● EXERCISE DIRECTIONS
After locating the line that contains "Query: player's outstretched arm" in the records below, write out exactly that line and each line after it through the one that contains "like (1292, 703).", and nothing else.

↓↓↓

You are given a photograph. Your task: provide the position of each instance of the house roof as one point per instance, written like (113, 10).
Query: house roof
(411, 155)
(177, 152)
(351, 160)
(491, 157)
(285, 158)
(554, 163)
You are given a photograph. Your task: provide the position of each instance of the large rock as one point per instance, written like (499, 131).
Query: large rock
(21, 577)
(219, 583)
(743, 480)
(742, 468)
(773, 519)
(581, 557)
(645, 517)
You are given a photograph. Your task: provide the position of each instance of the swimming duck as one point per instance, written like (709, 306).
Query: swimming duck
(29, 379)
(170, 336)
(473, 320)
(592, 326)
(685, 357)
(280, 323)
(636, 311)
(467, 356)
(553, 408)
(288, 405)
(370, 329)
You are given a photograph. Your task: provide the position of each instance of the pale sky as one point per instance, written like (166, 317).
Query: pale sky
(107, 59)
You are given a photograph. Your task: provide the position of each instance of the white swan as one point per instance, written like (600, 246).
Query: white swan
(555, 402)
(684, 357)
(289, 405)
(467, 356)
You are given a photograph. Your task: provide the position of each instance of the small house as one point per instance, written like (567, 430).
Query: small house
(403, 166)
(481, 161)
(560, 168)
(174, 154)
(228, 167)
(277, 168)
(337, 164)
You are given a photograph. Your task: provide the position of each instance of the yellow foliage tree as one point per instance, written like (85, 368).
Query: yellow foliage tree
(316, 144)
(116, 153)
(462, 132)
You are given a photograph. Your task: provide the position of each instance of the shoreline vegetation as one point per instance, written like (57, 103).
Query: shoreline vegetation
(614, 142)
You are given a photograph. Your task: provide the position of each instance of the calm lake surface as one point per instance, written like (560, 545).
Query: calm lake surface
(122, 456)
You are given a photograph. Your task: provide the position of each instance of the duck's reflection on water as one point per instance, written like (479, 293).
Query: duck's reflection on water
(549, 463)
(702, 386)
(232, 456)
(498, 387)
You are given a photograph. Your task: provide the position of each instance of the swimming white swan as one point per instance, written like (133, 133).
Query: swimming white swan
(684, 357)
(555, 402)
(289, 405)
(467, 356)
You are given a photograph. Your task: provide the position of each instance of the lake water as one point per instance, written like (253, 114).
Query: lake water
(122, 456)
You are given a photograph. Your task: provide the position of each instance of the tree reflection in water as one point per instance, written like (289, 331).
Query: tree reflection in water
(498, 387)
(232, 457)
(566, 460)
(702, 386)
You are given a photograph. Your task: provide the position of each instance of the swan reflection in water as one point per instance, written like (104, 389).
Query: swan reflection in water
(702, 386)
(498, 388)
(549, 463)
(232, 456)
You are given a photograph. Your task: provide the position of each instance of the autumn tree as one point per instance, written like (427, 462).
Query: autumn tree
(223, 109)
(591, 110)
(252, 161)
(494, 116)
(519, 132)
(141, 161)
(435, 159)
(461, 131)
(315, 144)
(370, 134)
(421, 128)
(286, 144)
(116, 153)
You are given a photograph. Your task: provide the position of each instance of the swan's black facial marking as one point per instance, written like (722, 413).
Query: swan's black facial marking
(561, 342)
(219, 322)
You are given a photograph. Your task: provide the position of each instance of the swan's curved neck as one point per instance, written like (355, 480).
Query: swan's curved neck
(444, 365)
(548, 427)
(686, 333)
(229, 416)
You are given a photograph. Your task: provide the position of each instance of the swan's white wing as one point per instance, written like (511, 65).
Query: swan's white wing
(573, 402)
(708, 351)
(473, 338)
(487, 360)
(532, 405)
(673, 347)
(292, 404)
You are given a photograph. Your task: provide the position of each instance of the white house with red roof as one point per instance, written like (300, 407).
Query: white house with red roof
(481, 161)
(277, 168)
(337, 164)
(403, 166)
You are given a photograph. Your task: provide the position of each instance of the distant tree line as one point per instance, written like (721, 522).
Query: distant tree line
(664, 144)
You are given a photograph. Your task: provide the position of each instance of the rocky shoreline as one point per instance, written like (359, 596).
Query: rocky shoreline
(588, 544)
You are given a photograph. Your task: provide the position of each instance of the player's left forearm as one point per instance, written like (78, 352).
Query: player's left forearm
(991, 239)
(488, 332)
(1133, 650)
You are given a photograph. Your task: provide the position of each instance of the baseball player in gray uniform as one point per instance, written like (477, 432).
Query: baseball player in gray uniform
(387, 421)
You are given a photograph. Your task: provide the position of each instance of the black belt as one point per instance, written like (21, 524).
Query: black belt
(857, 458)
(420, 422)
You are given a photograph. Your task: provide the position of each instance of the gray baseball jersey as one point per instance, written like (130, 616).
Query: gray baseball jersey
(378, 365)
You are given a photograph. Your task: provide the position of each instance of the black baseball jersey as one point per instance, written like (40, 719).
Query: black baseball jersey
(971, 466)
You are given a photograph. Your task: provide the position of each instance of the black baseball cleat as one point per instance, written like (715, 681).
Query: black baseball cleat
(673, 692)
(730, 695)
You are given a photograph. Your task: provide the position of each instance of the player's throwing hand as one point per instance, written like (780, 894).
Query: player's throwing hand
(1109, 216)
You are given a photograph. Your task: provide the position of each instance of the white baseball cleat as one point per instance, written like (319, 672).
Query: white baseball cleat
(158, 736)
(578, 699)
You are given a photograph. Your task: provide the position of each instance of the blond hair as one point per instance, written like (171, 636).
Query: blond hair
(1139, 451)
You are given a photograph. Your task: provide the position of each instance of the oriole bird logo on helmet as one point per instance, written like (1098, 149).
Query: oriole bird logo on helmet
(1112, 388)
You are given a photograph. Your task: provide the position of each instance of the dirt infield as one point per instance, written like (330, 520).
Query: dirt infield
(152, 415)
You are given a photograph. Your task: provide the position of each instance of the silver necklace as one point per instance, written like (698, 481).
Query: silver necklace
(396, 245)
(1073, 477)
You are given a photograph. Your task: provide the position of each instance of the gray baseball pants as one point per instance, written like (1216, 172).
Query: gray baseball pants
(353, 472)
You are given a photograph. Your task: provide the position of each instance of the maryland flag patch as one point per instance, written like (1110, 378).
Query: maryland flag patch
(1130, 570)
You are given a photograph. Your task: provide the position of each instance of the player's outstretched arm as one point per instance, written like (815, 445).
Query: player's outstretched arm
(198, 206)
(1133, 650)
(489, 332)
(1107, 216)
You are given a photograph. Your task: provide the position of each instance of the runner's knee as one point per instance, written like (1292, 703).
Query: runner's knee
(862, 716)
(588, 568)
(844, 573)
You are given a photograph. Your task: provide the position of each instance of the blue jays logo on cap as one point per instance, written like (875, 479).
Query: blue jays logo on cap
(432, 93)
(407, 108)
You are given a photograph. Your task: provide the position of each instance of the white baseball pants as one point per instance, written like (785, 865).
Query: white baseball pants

↑↑↑

● WRITTEN SOLUTION
Query: player's outstretched arm
(198, 206)
(1133, 650)
(489, 332)
(1107, 216)
You are given a photograph. Your task: provide the position of each instance of the runner's knee as one point per instance, written like (1292, 703).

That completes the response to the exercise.